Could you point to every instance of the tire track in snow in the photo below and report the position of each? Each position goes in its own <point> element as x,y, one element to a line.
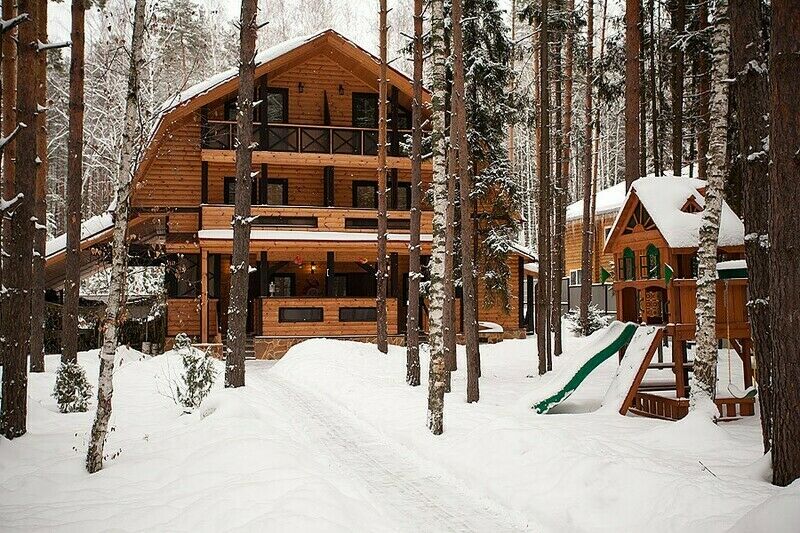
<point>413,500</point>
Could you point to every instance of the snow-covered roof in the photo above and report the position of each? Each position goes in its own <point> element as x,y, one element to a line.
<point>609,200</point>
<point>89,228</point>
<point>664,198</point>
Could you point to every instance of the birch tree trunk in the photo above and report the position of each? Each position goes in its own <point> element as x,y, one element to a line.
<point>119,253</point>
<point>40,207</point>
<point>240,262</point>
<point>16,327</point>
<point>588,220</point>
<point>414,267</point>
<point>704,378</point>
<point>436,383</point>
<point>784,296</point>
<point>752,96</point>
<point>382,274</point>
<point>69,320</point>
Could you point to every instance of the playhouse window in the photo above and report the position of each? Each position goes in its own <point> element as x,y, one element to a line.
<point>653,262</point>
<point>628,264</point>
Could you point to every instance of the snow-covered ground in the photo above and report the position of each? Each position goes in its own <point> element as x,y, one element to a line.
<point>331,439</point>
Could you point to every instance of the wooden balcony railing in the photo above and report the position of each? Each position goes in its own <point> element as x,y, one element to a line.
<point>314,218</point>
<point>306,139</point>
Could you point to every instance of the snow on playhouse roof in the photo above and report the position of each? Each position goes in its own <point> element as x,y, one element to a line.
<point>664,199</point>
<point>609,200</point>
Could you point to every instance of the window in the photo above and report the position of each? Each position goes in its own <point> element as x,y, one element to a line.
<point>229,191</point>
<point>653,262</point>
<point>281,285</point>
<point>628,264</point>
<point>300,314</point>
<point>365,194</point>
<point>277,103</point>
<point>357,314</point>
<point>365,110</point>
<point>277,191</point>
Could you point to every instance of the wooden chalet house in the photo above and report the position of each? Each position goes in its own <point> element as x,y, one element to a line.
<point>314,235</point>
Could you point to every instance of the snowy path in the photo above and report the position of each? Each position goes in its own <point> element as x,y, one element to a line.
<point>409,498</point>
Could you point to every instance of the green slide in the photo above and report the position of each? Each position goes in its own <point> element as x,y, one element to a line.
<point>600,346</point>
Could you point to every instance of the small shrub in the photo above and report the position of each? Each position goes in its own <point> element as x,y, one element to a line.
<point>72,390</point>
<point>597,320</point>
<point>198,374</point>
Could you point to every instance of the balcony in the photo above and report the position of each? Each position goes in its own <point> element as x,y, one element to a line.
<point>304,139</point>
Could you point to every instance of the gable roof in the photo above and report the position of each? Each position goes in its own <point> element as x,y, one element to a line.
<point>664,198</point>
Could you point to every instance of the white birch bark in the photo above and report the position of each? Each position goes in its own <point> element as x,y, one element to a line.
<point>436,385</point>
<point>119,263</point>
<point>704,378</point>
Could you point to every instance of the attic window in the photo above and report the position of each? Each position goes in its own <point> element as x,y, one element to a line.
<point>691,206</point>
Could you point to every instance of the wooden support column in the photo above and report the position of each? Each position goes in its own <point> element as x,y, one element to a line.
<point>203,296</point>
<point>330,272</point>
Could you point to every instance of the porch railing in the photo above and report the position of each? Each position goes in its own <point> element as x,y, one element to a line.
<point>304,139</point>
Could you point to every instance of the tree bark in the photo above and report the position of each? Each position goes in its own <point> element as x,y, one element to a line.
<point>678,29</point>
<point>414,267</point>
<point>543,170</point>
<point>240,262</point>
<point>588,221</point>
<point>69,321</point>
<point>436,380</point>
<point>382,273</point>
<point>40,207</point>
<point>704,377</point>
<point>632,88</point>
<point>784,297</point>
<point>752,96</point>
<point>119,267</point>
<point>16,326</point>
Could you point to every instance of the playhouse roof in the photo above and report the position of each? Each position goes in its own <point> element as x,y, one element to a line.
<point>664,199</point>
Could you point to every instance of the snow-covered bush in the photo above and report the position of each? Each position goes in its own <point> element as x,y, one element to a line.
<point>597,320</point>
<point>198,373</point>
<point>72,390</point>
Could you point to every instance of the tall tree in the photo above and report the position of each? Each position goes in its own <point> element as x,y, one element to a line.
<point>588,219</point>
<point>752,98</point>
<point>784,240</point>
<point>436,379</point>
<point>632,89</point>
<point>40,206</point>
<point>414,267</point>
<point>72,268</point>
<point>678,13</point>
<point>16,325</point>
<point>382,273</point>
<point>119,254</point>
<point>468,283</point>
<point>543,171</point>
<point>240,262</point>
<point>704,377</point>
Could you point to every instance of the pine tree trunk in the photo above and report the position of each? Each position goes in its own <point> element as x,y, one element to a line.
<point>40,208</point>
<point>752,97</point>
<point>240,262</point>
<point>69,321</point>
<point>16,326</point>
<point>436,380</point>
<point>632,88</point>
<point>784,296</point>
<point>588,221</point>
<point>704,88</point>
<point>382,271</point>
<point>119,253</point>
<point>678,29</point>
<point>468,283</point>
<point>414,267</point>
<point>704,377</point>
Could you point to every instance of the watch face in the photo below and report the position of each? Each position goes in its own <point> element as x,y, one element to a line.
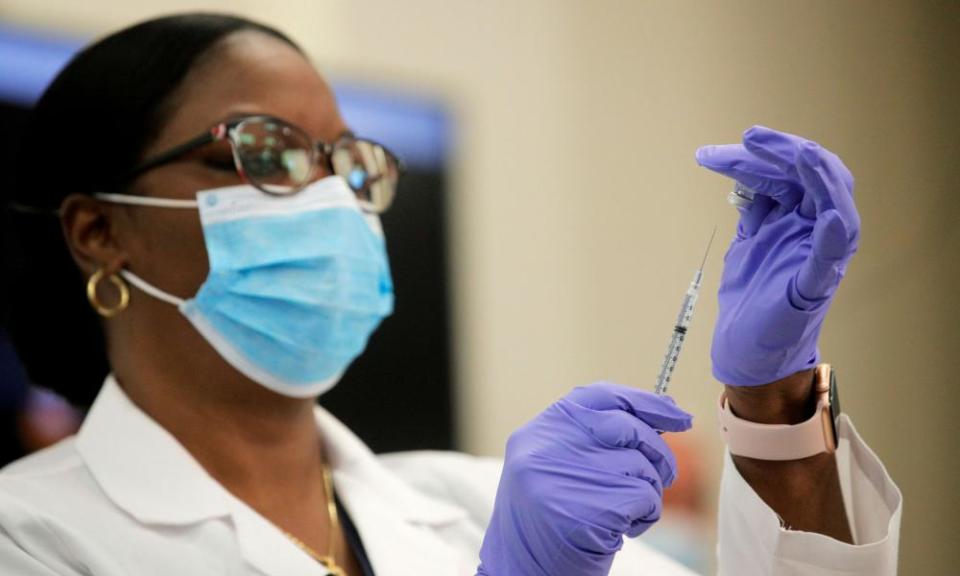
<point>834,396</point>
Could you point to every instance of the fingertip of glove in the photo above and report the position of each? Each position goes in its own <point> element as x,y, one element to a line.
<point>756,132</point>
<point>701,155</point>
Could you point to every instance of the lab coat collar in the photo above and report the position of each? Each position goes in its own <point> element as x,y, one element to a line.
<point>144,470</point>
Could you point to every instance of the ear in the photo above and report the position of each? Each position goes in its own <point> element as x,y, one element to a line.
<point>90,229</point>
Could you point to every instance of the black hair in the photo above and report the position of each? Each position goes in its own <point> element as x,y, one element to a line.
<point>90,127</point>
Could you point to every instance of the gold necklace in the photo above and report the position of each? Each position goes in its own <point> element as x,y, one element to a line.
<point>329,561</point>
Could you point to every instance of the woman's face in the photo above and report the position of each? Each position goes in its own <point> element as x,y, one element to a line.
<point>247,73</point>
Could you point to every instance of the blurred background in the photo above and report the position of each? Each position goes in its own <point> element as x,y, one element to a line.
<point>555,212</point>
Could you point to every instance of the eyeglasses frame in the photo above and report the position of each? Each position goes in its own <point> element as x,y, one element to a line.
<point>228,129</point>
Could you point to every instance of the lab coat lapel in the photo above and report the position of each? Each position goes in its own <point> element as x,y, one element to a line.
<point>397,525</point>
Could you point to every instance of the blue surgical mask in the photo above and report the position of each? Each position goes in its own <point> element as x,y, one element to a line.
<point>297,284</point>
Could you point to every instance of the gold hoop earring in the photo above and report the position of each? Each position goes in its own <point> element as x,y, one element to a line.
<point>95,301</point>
────
__To do__. Once the pictures are removed, set down what remains of the entries above exactly.

__Output below__.
Could you point to every instance of the tire track in snow in the photo below and report the position of each? Each position goes in its own <point> element as x,y, one element to a line.
<point>413,500</point>
Could you point to every instance of the snow-covered roof in the photo above and report the position of each? Each position goes in its own <point> element as x,y, one element to a line.
<point>609,200</point>
<point>89,228</point>
<point>664,198</point>
Could you point to every instance of the birch tree trunk in the photo above and report the position of each? Each position goes in its own <point> element as x,y, one element to a line.
<point>119,253</point>
<point>40,207</point>
<point>240,262</point>
<point>16,327</point>
<point>588,220</point>
<point>414,267</point>
<point>704,378</point>
<point>436,383</point>
<point>784,296</point>
<point>752,96</point>
<point>382,274</point>
<point>69,320</point>
Could you point to every instance of the playhouse window in the photo above and report the position of each? Each position goes in its own <point> element as x,y, one element to a line.
<point>653,262</point>
<point>628,264</point>
Could you point to every instance of the snow-covered ground in the photo above and report the position of each? Each position goes in its own <point> element as x,y, one element to a line.
<point>331,439</point>
Could you point to every instance of the wooden balcony railing in the photo above and report the position of each? Each position goes in its own <point> element as x,y, one element to a line.
<point>314,218</point>
<point>306,139</point>
Could you point to every instance of the snow on playhouse roof in the photo above and report the position of each? Each position goes in its own <point> element as x,y, one element to a line.
<point>664,199</point>
<point>609,200</point>
Could you point to every instance of the window in the photo above and report the position of each? Each position goes in its own <point> element as x,y, one element to a line.
<point>229,191</point>
<point>653,262</point>
<point>281,285</point>
<point>628,264</point>
<point>300,314</point>
<point>365,194</point>
<point>277,103</point>
<point>357,314</point>
<point>365,110</point>
<point>277,191</point>
Could you point to every instance of the wooden chalet house in the photo above and report the position of each? Each position goes in its own <point> element as x,y, one element to a line.
<point>314,235</point>
Could you point to every instance of the snowy path in the photo above and report the position of each? Each position goes in its own <point> element as x,y, one element to a line.
<point>409,498</point>
Could you point to every instance of the green slide in the photo above and report the position of each? Each position goes in its own <point> element as x,y, one element to a line.
<point>600,346</point>
Could you point to every instance of the small shrub in the photo above and report the position of each? Each position goes in its own <point> element as x,y, one element to a line.
<point>72,390</point>
<point>597,320</point>
<point>198,374</point>
Could you point to every instance of the balcony in the photo above and report the position of each? Each position goes in its own <point> element as x,y, one element to a line.
<point>304,139</point>
Could you point to every instance of the gable roof in the photo above and report the position of each? Each position goes in its own <point> element as x,y, one element to a line.
<point>664,198</point>
Could you point to every instance of the white birch bark in the photo above and report the position of each? Each position goes in its own <point> element as x,y, one element to a line.
<point>436,385</point>
<point>119,263</point>
<point>704,378</point>
Could you point to every instance of the attic window in the photo above and report the position of each? Each position goes in its own <point> element as x,y, one element to a line.
<point>691,206</point>
Could you point to every instance of the wooden support column in the photo above and report the position of each? Each position goes in its own <point> element as x,y, one element to a line.
<point>203,296</point>
<point>330,272</point>
Could you point to every instance of the porch railing in the photo above and report the position of each? Each position goes in its own <point> element as x,y, one element to a line.
<point>304,139</point>
Could you point to every instance of the tree bark in the photo above and report the position of each? Each position goes in its own <point> element as x,y, one element to a line.
<point>678,29</point>
<point>414,267</point>
<point>543,170</point>
<point>240,262</point>
<point>588,221</point>
<point>69,321</point>
<point>436,380</point>
<point>382,273</point>
<point>40,207</point>
<point>704,377</point>
<point>632,88</point>
<point>784,297</point>
<point>752,96</point>
<point>119,267</point>
<point>16,326</point>
Could you point to every instance of the playhouse roof in the photo above and report the position of each? Each position goes in its own <point> element as x,y, one element to a line.
<point>664,199</point>
Could you point to every instance of the snow-covered bush in the photo above and report the position of each? Each position goes in its own <point> element as x,y, one element to a line.
<point>597,320</point>
<point>198,373</point>
<point>72,390</point>
Could you point to every instance of the tall tree in the photo above and report the position of each? Each position goes in its own <point> element as x,y, one element to a line.
<point>588,219</point>
<point>752,98</point>
<point>784,240</point>
<point>436,379</point>
<point>632,89</point>
<point>40,206</point>
<point>414,267</point>
<point>72,268</point>
<point>678,13</point>
<point>16,325</point>
<point>382,273</point>
<point>119,254</point>
<point>468,283</point>
<point>543,171</point>
<point>240,262</point>
<point>704,377</point>
Could you point to every instance of the pine tree trunk in the photo above and report the position of each? Each position goes in its own <point> element as x,y, one element to a line.
<point>40,208</point>
<point>752,97</point>
<point>240,262</point>
<point>69,321</point>
<point>16,326</point>
<point>436,380</point>
<point>632,88</point>
<point>784,296</point>
<point>588,221</point>
<point>704,88</point>
<point>382,271</point>
<point>119,253</point>
<point>678,29</point>
<point>468,283</point>
<point>414,267</point>
<point>704,377</point>
Could you point to every instance of the watch face in the photo below and report the position of each? Each position goes in its own <point> element as x,y, one element to a line.
<point>834,396</point>
Could you point to every instance of the fingertip of glove in the photo above and report the position of each? Each position goes in its own <point> element as x,y, one element to a line.
<point>756,132</point>
<point>701,155</point>
Could you point to every instance of the lab coat collar in the photo above and report the position of each? Each position goes in its own <point> element as x,y, one element to a line.
<point>144,470</point>
Could you point to every instance of the ear in the photo above and report the position of each? Each position goes in its own <point> element as x,y, one element to a line.
<point>90,229</point>
Could you point to every instance of the black hair in the photo above and report the position of each? Each position goes in its own <point> element as x,y, one element to a line.
<point>90,127</point>
Could you point to every instance of the gold necklace in the photo above and report the position of each? Each position goes in its own <point> element as x,y, one element to a line.
<point>329,561</point>
Could you point to every instance of the woman's face in the photo above and report the position of each? Each position goes in its own <point> element as x,y, one element to a line.
<point>247,73</point>
Could you point to every instance of the blurred background in the photo above and report the position of each? Each position goes in its own <point> element as x,y, one element to a line.
<point>555,212</point>
Could you point to every instance of the eyeglasses frame in the photo above and report the position of each? Each position goes in its own <point> element as x,y, one element to a line.
<point>228,129</point>
Could you point to every instance of the lab coat lapel in the photo above and report the position of each? Each position goes in its own <point> element as x,y, one element to a line.
<point>397,525</point>
Could you point to every instance of the blue surgical mask in the photo above and report the position of each? Each position goes in its own <point> element as x,y, one element to a line.
<point>297,284</point>
Could you point to every instance of the gold hoop earring in the photo above and report the position of each? Each position goes in its own <point> element as x,y, one element to a line.
<point>95,301</point>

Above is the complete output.